_DIRECTIONS_
Return each entry exactly, omitting nothing.

_PROVIDED DATA_
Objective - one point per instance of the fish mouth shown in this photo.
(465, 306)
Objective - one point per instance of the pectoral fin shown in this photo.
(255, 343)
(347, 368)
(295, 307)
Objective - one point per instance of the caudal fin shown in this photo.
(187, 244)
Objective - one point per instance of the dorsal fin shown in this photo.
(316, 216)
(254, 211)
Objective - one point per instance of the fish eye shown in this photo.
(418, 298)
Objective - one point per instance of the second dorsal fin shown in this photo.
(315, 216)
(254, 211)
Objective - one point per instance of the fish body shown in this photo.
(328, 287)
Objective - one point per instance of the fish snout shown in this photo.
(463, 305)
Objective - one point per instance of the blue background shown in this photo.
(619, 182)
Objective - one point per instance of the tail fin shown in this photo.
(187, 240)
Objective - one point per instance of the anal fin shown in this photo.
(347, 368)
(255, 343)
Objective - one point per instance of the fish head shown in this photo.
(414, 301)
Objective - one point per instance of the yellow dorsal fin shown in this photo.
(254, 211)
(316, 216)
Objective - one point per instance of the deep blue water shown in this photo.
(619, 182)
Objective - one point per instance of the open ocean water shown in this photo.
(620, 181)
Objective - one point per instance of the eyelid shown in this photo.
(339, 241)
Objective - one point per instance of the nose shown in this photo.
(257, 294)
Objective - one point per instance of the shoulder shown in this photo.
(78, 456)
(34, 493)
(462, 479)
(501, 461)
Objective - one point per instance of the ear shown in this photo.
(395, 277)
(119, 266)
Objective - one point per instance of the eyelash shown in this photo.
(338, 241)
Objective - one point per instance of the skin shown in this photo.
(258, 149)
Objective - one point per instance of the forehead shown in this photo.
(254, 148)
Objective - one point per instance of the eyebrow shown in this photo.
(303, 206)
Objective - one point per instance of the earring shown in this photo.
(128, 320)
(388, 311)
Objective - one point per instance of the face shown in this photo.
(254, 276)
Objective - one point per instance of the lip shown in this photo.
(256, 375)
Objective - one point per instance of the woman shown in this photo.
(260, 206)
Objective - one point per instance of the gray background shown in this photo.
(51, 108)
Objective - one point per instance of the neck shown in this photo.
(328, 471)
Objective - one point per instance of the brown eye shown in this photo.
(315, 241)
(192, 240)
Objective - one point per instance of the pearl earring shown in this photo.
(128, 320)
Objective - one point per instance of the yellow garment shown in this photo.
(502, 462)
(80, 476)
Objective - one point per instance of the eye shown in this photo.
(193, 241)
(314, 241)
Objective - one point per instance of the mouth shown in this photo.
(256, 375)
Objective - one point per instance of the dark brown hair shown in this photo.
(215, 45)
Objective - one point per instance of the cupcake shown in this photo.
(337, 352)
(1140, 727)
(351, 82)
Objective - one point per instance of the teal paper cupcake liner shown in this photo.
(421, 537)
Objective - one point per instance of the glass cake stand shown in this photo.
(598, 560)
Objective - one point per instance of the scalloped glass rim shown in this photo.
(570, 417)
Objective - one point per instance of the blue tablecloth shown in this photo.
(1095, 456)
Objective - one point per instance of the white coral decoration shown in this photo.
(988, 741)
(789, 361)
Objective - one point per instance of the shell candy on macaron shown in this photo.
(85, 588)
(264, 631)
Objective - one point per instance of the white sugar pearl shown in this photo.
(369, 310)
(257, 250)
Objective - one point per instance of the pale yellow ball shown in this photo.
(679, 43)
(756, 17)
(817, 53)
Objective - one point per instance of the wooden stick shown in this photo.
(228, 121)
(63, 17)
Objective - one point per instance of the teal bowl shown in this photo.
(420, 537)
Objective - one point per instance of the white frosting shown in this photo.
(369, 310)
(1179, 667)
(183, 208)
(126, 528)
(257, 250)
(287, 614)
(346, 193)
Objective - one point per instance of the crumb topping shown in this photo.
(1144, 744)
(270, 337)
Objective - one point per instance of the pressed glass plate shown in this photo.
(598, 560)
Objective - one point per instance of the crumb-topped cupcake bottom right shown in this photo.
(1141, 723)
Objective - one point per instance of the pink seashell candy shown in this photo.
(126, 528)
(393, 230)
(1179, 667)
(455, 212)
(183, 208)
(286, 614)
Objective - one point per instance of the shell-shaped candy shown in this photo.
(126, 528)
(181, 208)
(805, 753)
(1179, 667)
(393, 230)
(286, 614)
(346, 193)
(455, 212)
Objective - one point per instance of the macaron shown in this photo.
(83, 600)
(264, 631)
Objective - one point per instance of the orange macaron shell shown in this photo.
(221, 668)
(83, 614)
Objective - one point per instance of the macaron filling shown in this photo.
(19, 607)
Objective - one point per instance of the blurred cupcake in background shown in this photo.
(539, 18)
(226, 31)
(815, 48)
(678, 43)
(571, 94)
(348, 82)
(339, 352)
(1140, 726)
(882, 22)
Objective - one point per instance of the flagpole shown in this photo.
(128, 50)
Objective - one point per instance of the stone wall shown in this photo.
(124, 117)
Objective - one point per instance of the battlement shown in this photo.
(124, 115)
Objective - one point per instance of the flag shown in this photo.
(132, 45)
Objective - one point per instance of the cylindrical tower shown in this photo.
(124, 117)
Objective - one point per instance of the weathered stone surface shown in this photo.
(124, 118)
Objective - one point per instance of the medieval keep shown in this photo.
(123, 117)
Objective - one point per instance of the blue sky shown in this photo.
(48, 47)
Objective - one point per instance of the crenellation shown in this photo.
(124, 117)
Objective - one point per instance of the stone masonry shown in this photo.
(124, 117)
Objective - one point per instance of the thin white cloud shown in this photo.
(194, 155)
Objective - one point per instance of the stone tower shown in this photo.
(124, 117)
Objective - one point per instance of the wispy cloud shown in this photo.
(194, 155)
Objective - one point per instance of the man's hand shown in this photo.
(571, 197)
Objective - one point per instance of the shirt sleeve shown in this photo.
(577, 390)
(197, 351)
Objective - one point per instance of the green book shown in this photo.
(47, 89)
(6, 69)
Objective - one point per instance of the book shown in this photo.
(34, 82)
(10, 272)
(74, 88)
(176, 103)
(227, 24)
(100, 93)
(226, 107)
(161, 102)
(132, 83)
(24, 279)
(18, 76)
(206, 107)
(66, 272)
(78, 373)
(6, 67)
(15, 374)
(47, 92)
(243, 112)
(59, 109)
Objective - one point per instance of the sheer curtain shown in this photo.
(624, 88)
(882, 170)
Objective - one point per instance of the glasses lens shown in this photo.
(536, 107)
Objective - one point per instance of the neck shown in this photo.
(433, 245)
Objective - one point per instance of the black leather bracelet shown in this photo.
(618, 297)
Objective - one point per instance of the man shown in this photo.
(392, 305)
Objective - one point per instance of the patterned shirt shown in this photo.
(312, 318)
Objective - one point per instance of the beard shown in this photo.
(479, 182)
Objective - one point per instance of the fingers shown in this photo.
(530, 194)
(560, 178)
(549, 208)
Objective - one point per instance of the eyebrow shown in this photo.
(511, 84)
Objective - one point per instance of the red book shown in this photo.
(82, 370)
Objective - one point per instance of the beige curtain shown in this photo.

_EXERCISE OUTPUT_
Objective - one point per instance of the fish mouth shown in this photo.
(465, 306)
Objective - one point per instance of the pectoral fin shown in this photo.
(255, 343)
(347, 368)
(295, 307)
Objective - one point per instance of the caudal fin shown in this photo.
(187, 244)
Objective - one point per instance of the dorsal fin shown in this photo.
(316, 216)
(254, 211)
Objective - one point per instance of the fish eye shown in this photo.
(418, 298)
Objective - one point per instance of the second dorsal fin shown in this photo.
(315, 216)
(254, 211)
Objective - one point per instance of the fish body shown in this photo.
(328, 287)
Objective - one point per instance of the fish snout shown in this photo.
(463, 305)
Objective - one point per instance of the blue background shown in this photo.
(619, 182)
Objective - one point per instance of the tail fin shown in this photo.
(187, 240)
Objective - one point per instance of the anal fin shown in this photo.
(347, 368)
(255, 343)
Objective - one point per instance of the fish head shown in this photo.
(414, 301)
Objective - one point per instance of the yellow dorsal fin shown in this photo.
(254, 211)
(316, 216)
Objective - one point per instance of the deep blue water shown in this photo.
(619, 182)
Objective - one point per instance of the open ocean water shown in this photo.
(620, 181)
Objective - one point per instance of the eyelid shown in this photo.
(339, 241)
Objective - one point per instance of the nose shown in this photo.
(257, 294)
Objective - one point per instance of the shoulder shown in this photo.
(78, 456)
(34, 493)
(462, 479)
(501, 461)
Objective - one point per instance of the ear shown in this photo.
(395, 277)
(119, 266)
Objective - one point per instance of the eyelash shown in this photo.
(338, 241)
Objective - one point per instance of the skin shown in this photo.
(258, 149)
Objective - one point per instance of the forehead shown in this photo.
(254, 148)
Objective - one point per instance of the eyebrow shown in this photo.
(303, 206)
Objective - one point per instance of the earring shown in this photo.
(128, 320)
(388, 311)
Objective - one point per instance of the face shown in this photo.
(254, 276)
Objective - one point per instance of the lip shown in this photo.
(256, 375)
Objective - one point per instance of the woman shown in this photo.
(260, 206)
Objective - one point per instance of the gray background shown in this photo.
(51, 108)
Objective - one point per instance of the neck shown in this photo.
(328, 471)
Objective - one point per instance of the brown eye shown in this photo.
(315, 241)
(192, 240)
Objective - one point per instance of the pearl earring shown in this photo.
(128, 320)
Objective - one point per instance of the yellow garment shown in this photo.
(502, 462)
(80, 476)
Objective - one point per instance of the eye shown in this photo.
(193, 241)
(314, 241)
Objective - one point per instance of the mouth shown in this photo.
(256, 375)
Objective - one point per instance of the dark brown hair shown in this photo.
(215, 45)
Objective - one point per instance of the cupcake shown in this photo.
(337, 352)
(1140, 727)
(351, 82)
Objective - one point per instance of the teal paper cupcake liner shown in this photo.
(421, 537)
Objective - one point per instance of the glass cake stand shown in this photo.
(598, 560)
Objective - one point per instance of the scalloped glass rim shown in this photo.
(570, 417)
Objective - one point per instance of the blue tablecloth shown in this photo.
(1095, 456)
Objective - one point per instance of the white coral decoration shown in this photo.
(988, 741)
(789, 361)
Objective - one point per instance of the shell candy on macaron shown in this photo.
(85, 588)
(264, 631)
Objective - one point per instance of the white sugar pearl shown in this photo.
(369, 310)
(257, 250)
Objective - one point per instance of the pale yellow ball shown in this photo.
(679, 43)
(756, 17)
(817, 53)
Objective - one point per instance of the wooden stick shown in this photo.
(228, 121)
(63, 17)
Objective - one point per instance of the teal bowl shown in this photo.
(420, 537)
Objective - one point per instance of the white frosting shown in this photo.
(369, 310)
(1179, 667)
(183, 208)
(126, 528)
(257, 250)
(287, 614)
(346, 193)
Objective - one point per instance of the crumb topping shown in this photo.
(1144, 744)
(270, 337)
Objective - one point per instance of the pressed glass plate shown in this photo.
(598, 560)
Objective - one point per instance of the crumb-topped cupcake bottom right shown in this photo.
(1141, 723)
Objective - one point per instance of the pink seashell candy shown in this photo.
(126, 528)
(393, 230)
(1179, 667)
(455, 212)
(183, 208)
(286, 614)
Objective - one point per instance of the shell-shaped candy shown in this photo.
(126, 528)
(181, 208)
(805, 753)
(1179, 667)
(393, 230)
(286, 614)
(346, 193)
(455, 212)
Objective - one point per instance of the macaron shown in this photo.
(83, 600)
(264, 631)
Objective - one point per instance of the orange macaron shell shown in this photo.
(221, 668)
(83, 614)
Objective - one point per instance of the macaron filling shown in this photo.
(19, 607)
Objective - one point per instance of the blurred cupcake in background shown in this photo.
(539, 18)
(226, 31)
(815, 48)
(678, 43)
(571, 94)
(348, 82)
(339, 352)
(1140, 726)
(882, 22)
Objective - one point per instance of the flagpole shown in this photo.
(128, 50)
Objective - one point per instance of the stone wall shown in this photo.
(124, 117)
Objective - one point per instance of the battlement shown in this photo.
(124, 115)
Objective - one point per instance of the flag shown in this photo.
(132, 45)
Objective - one point per instance of the cylindrical tower shown in this photo.
(124, 117)
Objective - one point per instance of the weathered stone surface shown in this photo.
(124, 118)
Objective - one point per instance of the medieval keep shown in this photo.
(123, 117)
Objective - one point per instance of the blue sky shown in this photo.
(48, 47)
Objective - one point per instance of the crenellation shown in this photo.
(124, 117)
Objective - one point per instance of the stone masonry shown in this photo.
(124, 117)
Objective - one point per instance of the thin white cloud shown in this photo.
(194, 155)
Objective - one point per instance of the stone tower shown in this photo.
(124, 117)
Objective - one point per instance of the wispy cloud shown in this photo.
(194, 155)
Objective - one point per instance of the man's hand shown in this photo.
(571, 197)
Objective - one point per instance of the shirt sleeve shown in this photo.
(577, 390)
(197, 351)
Objective - one point per instance of the green book shown in this photo.
(47, 89)
(6, 69)
Objective - one point per instance of the book shown in this photo.
(34, 82)
(10, 272)
(74, 88)
(176, 103)
(227, 24)
(100, 93)
(226, 107)
(161, 102)
(132, 83)
(24, 279)
(18, 76)
(206, 107)
(66, 272)
(78, 373)
(6, 67)
(15, 374)
(47, 92)
(243, 112)
(59, 109)
Objective - one point per instance of the sheer curtain shown in this photo.
(624, 88)
(882, 170)
Objective - one point per instance of the glasses lens shown in this photo.
(536, 107)
Objective - one point per instance of the neck shown in this photo.
(433, 245)
Objective - one point per instance of the black leather bracelet shown in this photo.
(618, 297)
Objective - one point per instance of the man shown in this photo.
(392, 305)
Objective - one point per instance of the patterned shirt shown in this photo.
(312, 318)
Objective - one point per instance of the beard shown in this photo.
(479, 182)
Objective - one point per instance of the fingers shown in this photo.
(530, 194)
(560, 178)
(549, 208)
Objective - one point per instance of the eyebrow shown in this photo.
(511, 84)
Objective - one point per instance of the red book shown in this photo.
(82, 370)
Objective - one point per instance of the beige curtain shown in this photo.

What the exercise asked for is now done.